▶ _SELECTED EXCERPT_

Description

I'm just working with some larger models and even though IO is still likely our bottleneck, there were a few easy wins with multiple GPUs I wanted to get out.

These were:

ActivationsStore was running code without torch.no_grad(). If the model was in eval mode this wouldn't be an issue but I've added these contexts to the key functions just in case.
load_model utility will now check if n_devices is set and force the model device to be "cuda". This is important for enabling the SAE to be on a device like "cuda:3" while the model is on devices "cuda:0" - "cuda:2".
As a result of wanting to facilitate the above, I have updated the trainer / evals modules so data is moved between devices as needed.

We should add these to the docs at some point but here's an example of using multiple devices for the model, SAE and activations store.

import torch

from sae_lens.config import LanguageModelSAERunnerConfig
from sae_lens.sae_training_runner import SAETrainingRunner

# For brevity, assume some basic config dict
cfg_dict = BASE_CFG # assume you have a config with Gemma-2b 
# we have 4 devices in this example
assert torch.cuda.device_count() == 4

# Model goes on cuda:0 and cuda:1. Setting n_devices will cause us to assume we're on cuda. 
cfg_dict["model_from_pretrained_kwargs"] = {"n_devices": torch.cuda.device_count() - 2}  

# SAE goes on cuda:2
cfg_dict["device"] = "cuda:2"

# Activation store goes on cuda:3  (faster than having activation store on CPU
cfg_dict["act_store_device"] = "cuda:3"

# Instantiate Config.
cfg = LanguageModelSAERunnerConfig(**cfg_dict)  # type: ignore
# look at the next cell to see some instruction for what to do while this is running.
sae = SAETrainingRunner(cfg).run()

Type of change

Please delete options that are not relevant.

[x] Bug fix (non-breaking change which fixes an issue)
[x] New feature (non-breaking change which adds functionality)

▶ _RAW DATA_
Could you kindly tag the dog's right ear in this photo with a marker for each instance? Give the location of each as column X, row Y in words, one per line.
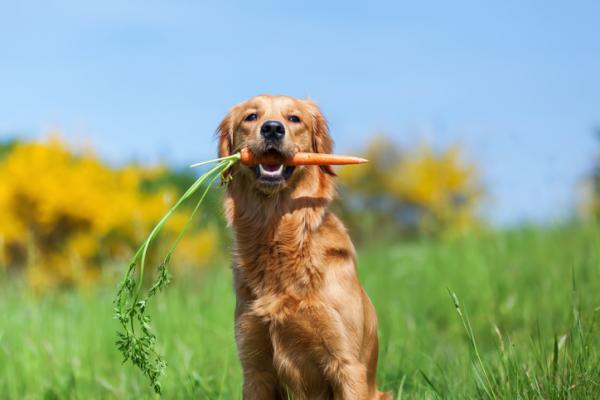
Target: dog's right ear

▶ _REQUIRED ACTIONS_
A. In the multi-GPU pull request description, what does the load_model utility now do when n_devices is set?
B. Quote the multi-GPU pull request description from "ActivationsStore was running" up to and including "devices as needed.".
C. Write the next part of the multi-GPU pull request description, starting after its final line.
The material is not needed for any of this.

▶ _ANSWERS BY TASK_
A. It forces the model device to be "cuda".

B.
ActivationsStore was running code without torch.no_grad(). If the model was in eval mode this wouldn't be an issue but I've added these contexts to the key functions just in case.
load_model utility will now check if n_devices is set and force the model device to be "cuda". This is important for enabling the SAE to be on a device like "cuda:3" while the model is on devices "cuda:0" - "cuda:2".
As a result of wanting to facilitate the above, I have updated the trainer / evals modules so data is moved between devices as needed.

C.
[ ] Breaking change (fix or feature that would cause existing functionality to not work as expected)
[ ] This change requires a documentation update

Checklist:

[x] I have commented my code, particularly in hard-to-understand areas
[ ] I have made corresponding changes to the documentation
[ ] My changes generate no new warnings
[ ] I have added tests that prove my fix is effective or that my feature works
[ ] New and existing unit tests pass locally with my changes
[ ] I have not rewritten tests relating to key interfaces which would affect backward compatibility

You have tested formatting, typing and unit tests (acceptance tests not currently in use)

[x] I have run make check-ci to check format and linting. (you can run make format to format code if needed.)

Codecov Report

Attention: Patch coverage is 51.85185% with 13 lines in your changes missing coverage. Please review.

Project coverage is 59.58%. Comparing base (33a612d) to head (7e9e501). Report is 1 commits behind head on main.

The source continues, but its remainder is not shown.